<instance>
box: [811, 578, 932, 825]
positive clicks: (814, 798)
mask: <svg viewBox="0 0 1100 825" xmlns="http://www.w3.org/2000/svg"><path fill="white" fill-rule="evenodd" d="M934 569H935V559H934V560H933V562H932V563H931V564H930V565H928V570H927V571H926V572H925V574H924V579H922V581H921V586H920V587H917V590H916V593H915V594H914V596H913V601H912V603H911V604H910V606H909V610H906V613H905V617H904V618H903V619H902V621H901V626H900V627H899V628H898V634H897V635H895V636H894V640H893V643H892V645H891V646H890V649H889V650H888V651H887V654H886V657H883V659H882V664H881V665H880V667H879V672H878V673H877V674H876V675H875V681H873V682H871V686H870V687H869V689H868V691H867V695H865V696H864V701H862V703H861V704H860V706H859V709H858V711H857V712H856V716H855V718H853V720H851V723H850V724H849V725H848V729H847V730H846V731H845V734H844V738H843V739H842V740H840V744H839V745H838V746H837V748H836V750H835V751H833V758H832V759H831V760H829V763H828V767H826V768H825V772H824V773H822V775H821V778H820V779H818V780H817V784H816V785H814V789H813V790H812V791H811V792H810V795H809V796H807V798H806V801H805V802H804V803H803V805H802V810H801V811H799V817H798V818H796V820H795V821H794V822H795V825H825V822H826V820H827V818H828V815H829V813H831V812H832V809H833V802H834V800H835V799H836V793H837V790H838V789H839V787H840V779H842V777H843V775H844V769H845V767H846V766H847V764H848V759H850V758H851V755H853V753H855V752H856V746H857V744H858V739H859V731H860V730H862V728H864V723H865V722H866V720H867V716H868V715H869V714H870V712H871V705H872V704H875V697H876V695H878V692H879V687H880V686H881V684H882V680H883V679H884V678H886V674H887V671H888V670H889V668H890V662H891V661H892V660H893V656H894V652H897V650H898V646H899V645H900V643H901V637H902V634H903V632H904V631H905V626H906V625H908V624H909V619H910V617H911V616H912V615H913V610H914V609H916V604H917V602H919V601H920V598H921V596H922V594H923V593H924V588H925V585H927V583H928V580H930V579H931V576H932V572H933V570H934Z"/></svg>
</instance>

--*--

> **ABOUT THIS TASK**
Reproduce each item above word for word and character for character, with nothing altered.

> **ANSWER SECTION**
<instance>
box: [811, 578, 932, 825]
positive clicks: (814, 798)
mask: <svg viewBox="0 0 1100 825" xmlns="http://www.w3.org/2000/svg"><path fill="white" fill-rule="evenodd" d="M934 569H935V559H934V560H933V562H932V563H931V564H930V565H928V570H927V571H926V572H925V574H924V579H922V581H921V586H920V587H917V590H916V593H915V594H914V596H913V601H912V603H911V604H910V606H909V610H906V613H905V617H904V618H903V619H902V621H901V626H900V627H899V628H898V634H897V635H895V636H894V640H893V643H892V645H891V646H890V649H889V650H888V651H887V654H886V657H883V659H882V664H881V665H880V667H879V672H878V673H877V674H876V675H875V681H873V682H871V686H870V687H869V689H868V691H867V695H865V696H864V701H862V703H861V704H860V706H859V709H858V711H857V712H856V716H855V718H853V720H851V723H850V724H849V725H848V729H847V730H846V731H845V734H844V738H843V739H842V740H840V744H839V745H838V746H837V748H836V750H835V751H833V758H832V759H831V760H829V763H828V767H826V768H825V772H824V773H822V775H821V778H820V779H818V780H817V784H816V785H814V789H813V790H812V791H811V792H810V795H809V796H807V798H806V801H805V802H804V803H803V805H802V810H801V811H799V817H798V818H796V820H795V821H794V822H795V825H825V822H826V820H827V818H828V815H829V813H831V812H832V809H833V802H834V800H835V799H836V793H837V790H838V789H839V787H840V779H842V777H843V775H844V769H845V767H846V766H847V764H848V759H850V758H851V755H853V753H855V752H856V746H857V744H858V739H859V731H860V730H862V728H864V723H865V722H866V720H867V716H868V715H869V714H870V712H871V705H872V704H875V697H876V695H878V692H879V687H880V686H881V684H882V680H883V679H884V678H886V674H887V671H888V670H889V668H890V662H891V661H892V660H893V656H894V652H897V650H898V646H899V645H900V643H901V637H902V634H903V632H904V631H905V626H906V625H908V624H909V619H910V617H911V616H912V615H913V610H914V609H916V604H917V602H919V601H920V598H921V596H922V594H923V593H924V588H925V585H927V583H928V580H930V579H931V576H932V572H933V570H934Z"/></svg>
</instance>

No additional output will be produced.